*課題一覧*
1) 下の作業データの最初の行から「column 263, row 236」を含む行までを書き出すこと。その際、「innermost」を「central」に入れ替え、ほかは一切変えない。
2) 池田温泉旅館の閉鎖を伝える記事を、最後の文の後から引き継いで書き進めること。

*提示された本文*
╭──

ビジネス
池田温泉旅館“夜逃げ”騒動

【スクープ】岐阜県の名所・池田温泉の人気旅館が突然の閉鎖 町が運営委託した事業者が“夜逃げ”していた! 町長からは228万円の督促状、従業員が告発する「オーナーの計画」 給料も未払いに

岐阜の「池田温泉旅館 たち川」が突然の閉鎖、事業者が夜逃げした(左は旅館のInstagramより)

岐阜の「池田温泉旅館 たち川」が突然の閉鎖、事業者が夜逃げした(左は旅館のInstagramより)

 のどかな田園風景に囲まれた岐阜県揖斐郡池田町。町の南部に位置する「池田温泉」は、地元の人だけでなく多くの観光客からも親しまれる天然温泉だ。

 7月30日の夜、暗闇に包まれた温泉施設に併設された人気旅館「池田温泉旅館 たち川」には、定休日にもかかわらず煌々とあかりが灯っていた。

 中で忙しなく作業するA氏が段ボールを次々と運び出し、入り口に止めた軽トラックとバンに詰め込んでいく。NEWSポストセブンの記者がA氏に話しかけると、同行した弁護士が記者の質問を遮り、こう言ったのだった。

「まあ、もういいんじゃないですか? 終わるんだから」——「池田温泉旅館 たち川」の、“夜逃げ”の瞬間だった。【全3回の第1回】

1泊4〜5万円の「超高級旅館」

「池田温泉」が位置する池田町は、古くは室町時代から“茶の町”として栄えた、歴史ある町だ。町について知るライターが語る。

╰──

(物体位置アノテーションデータ)
╭──

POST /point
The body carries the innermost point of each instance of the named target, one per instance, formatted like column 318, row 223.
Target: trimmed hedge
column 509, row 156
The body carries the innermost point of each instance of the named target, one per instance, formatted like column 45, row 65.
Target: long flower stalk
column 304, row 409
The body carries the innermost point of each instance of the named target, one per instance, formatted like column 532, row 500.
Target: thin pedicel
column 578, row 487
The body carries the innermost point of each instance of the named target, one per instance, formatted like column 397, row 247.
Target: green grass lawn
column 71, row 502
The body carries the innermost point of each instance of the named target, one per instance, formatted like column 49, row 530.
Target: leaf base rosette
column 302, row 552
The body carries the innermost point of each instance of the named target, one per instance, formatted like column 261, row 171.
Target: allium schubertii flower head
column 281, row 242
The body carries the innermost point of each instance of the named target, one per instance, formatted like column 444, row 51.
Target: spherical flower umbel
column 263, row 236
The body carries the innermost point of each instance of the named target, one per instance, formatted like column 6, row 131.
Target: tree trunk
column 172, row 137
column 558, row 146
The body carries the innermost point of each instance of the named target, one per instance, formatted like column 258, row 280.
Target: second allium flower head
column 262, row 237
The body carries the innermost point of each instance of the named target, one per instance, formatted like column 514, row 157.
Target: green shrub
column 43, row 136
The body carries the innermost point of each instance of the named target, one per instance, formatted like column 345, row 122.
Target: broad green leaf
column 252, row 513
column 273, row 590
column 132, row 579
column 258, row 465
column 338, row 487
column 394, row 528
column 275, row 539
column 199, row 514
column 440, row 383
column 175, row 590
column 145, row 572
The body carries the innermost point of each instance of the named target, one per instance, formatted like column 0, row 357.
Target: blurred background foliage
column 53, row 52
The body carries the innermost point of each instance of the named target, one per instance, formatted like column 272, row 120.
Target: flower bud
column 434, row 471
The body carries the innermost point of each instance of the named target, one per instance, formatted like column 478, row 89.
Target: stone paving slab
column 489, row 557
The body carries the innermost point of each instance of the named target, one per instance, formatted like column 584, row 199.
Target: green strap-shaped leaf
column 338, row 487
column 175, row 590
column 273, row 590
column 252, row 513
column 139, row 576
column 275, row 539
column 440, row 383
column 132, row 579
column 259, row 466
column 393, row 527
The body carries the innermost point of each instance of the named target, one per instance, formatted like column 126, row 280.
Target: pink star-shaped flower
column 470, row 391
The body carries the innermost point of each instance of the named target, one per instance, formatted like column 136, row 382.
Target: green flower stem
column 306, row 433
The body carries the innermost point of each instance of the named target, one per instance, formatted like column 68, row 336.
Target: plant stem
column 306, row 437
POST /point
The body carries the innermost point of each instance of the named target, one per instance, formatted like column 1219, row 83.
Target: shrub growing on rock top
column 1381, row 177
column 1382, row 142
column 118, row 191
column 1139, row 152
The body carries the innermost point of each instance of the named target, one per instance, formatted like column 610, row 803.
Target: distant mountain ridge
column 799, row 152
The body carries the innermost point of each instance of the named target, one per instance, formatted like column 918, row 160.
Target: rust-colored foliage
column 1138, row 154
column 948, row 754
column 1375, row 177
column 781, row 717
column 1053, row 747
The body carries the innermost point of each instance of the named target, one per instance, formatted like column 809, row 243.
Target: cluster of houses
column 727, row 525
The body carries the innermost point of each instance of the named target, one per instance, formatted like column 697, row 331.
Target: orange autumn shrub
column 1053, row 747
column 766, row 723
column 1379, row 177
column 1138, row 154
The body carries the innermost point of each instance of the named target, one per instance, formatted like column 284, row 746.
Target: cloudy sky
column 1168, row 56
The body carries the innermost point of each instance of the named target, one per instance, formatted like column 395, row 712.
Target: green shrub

╰──

*課題ごとの回答*
1)
POST /point
The body carries the central point of each instance of the named target, one per instance, formatted like column 318, row 223.
Target: trimmed hedge
column 509, row 156
The body carries the central point of each instance of the named target, one per instance, formatted like column 45, row 65.
Target: long flower stalk
column 304, row 409
The body carries the central point of each instance of the named target, one per instance, formatted like column 532, row 500.
Target: thin pedicel
column 578, row 487
The body carries the central point of each instance of the named target, one per instance, formatted like column 397, row 247.
Target: green grass lawn
column 71, row 502
The body carries the central point of each instance of the named target, one per instance, formatted like column 49, row 530.
Target: leaf base rosette
column 302, row 552
The body carries the central point of each instance of the named target, one per instance, formatted like column 261, row 171.
Target: allium schubertii flower head
column 281, row 242
The body carries the central point of each instance of the named target, one per instance, formatted like column 444, row 51.
Target: spherical flower umbel
column 263, row 236

2)
「1988年、当時の竹下登内閣が発案した『ふるさと創生事業』で給付された『ふるさと創生基金』を活用し、町は1995年に温泉の掘削に成功。ヌルヌルとした肌触りの泉質が特徴のアルカリ性単純温泉で、翌年の『池田温泉』創業から多くの利用者を集めました。

 年々増える利用客に応えるため、2003年には宿泊施設も備えた『池田温泉 新館』がオープン。以来多くの観光客が温泉に訪れるなど、町の観光産業の中心として機能してきました。本館と新館の1階にある日帰り温泉には日々地元のお年寄りが集まり、憩いの場となっているんです」

 本館、新館の温泉はそれぞれ町が運営してきたが、その後徐々に観光客は減少。町は2019年、「株式会社たち川」に新館の2階・3階部分に併設されたレストランと宿泊施設の管理・運営を委託した。同年に誕生したのがレストラン「食事処たち川」と、宿泊施設「池田温泉旅館 たち川」だった。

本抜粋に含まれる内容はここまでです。